(Dataset excerpts on object pointing)

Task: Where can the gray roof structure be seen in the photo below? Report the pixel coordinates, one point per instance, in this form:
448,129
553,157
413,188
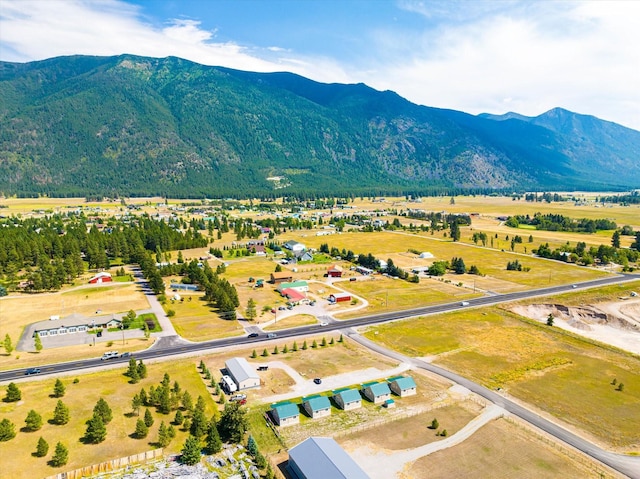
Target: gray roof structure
240,369
323,458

• What needs to be done: Could you rewrite the records with "roof" swapped for "rooftop" everywhere and everything else unchanged, leaving the pictures out?

• Reply:
Task: Where can the gray rooftop structure be seen in the photo below? Report the pixel coordinates, one point per instance, in this form:
448,129
553,157
413,188
Target: gray rooftop structure
240,369
323,458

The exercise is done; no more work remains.